[Start of section]
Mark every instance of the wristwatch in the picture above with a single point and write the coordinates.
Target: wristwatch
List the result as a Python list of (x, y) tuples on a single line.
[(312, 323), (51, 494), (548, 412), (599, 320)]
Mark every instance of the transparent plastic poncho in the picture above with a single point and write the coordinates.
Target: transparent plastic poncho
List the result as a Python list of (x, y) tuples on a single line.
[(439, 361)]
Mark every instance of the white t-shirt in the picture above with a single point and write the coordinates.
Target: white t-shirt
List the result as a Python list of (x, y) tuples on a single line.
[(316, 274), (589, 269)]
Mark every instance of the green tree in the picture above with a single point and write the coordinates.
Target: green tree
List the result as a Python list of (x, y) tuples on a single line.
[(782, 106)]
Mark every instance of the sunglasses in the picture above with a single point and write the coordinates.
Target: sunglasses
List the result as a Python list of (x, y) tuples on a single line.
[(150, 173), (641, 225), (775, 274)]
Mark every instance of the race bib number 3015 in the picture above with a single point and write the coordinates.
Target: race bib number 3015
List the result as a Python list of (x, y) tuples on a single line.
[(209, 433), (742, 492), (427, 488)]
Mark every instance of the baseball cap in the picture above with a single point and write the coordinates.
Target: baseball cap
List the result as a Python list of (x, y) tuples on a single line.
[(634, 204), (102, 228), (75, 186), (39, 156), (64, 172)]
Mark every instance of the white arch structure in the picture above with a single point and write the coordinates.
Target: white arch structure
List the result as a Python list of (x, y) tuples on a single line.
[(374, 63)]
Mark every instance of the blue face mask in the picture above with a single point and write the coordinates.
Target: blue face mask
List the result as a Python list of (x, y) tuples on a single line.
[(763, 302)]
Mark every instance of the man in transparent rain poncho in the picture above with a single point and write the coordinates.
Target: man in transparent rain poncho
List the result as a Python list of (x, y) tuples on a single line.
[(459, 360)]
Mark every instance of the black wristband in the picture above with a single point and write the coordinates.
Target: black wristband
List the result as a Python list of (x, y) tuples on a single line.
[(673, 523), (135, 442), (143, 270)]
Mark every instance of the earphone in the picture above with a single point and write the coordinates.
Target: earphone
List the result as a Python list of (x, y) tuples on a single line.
[End of section]
Your task is to transcribe each record faithfully and in full.

Response to this task.
Mark every instance of the wristwatch in the picture above with a single point and write the coordinates.
Target: wristwatch
List the result as a Python list of (x, y) tuples on a single line.
[(312, 323), (51, 494), (548, 412), (599, 320)]
Mark every instance of the transparent plastic poncho in the picture above with a single point and write the coordinates.
Target: transparent plastic poncho
List the result as a Python list of (x, y) tuples on a single line.
[(439, 361)]
Mark every instance of the white t-shirt in the picture above with a single point and write the coordinates.
Target: white t-shirt
List the result as a Python list of (x, y) tuples on a single line.
[(316, 274), (589, 269)]
Mark every instance of the green tree in the picture above with a single point and write the coordinates.
Target: green tree
List the result as a Python list of (x, y) tuples on a single line.
[(782, 106)]
Mark every instance of the sunglasses in the picture above with a single point and write the coordinates.
Target: sunglasses
List the result as a Python list of (x, y) tuples on a single line.
[(150, 173), (641, 225), (775, 274)]
Mark every instance of the race bib number 3015 in the picture above with a single point and write the coordinates.
Target: race bib number 3015
List the result as a Python list of (x, y) tuples on a single line.
[(209, 433), (742, 492), (427, 488)]
Mark every instance of the baseball cap in the picture above with a single point and write the coordinates.
Target: baseball cap
List the result as a Python list of (x, y) tuples on a single line.
[(634, 204), (102, 228), (75, 186), (39, 156), (64, 172)]
Mark every instance of the white arch structure in the picture above with a single point and write the coordinates.
Target: white arch structure
List the result as a Python list of (x, y) tuples on a single line.
[(374, 63)]
Mark every instance of the blue face mask in the picture above with a single point and write the coordinates.
Target: blue face mask
List the result as a Python list of (x, y) tuples on a single line.
[(763, 302)]
Mark every instance of the man in transparent rain poncho in the picture above with a single point and write the coordinates.
Target: man in transparent rain poncho
List the result as a Python list of (x, y) tuples on a single line.
[(459, 360)]
Mark every instance of the black wristband in the picture above with a single point and write the coordinates.
Target: black wristband
List the result as a Python list of (x, y) tuples on a single line.
[(673, 523), (135, 442), (143, 270)]
Mark every instance of the earphone in the picture above with a single point and write the coordinates.
Target: earphone
List the result as a Python list of (x, y) tuples on a single line.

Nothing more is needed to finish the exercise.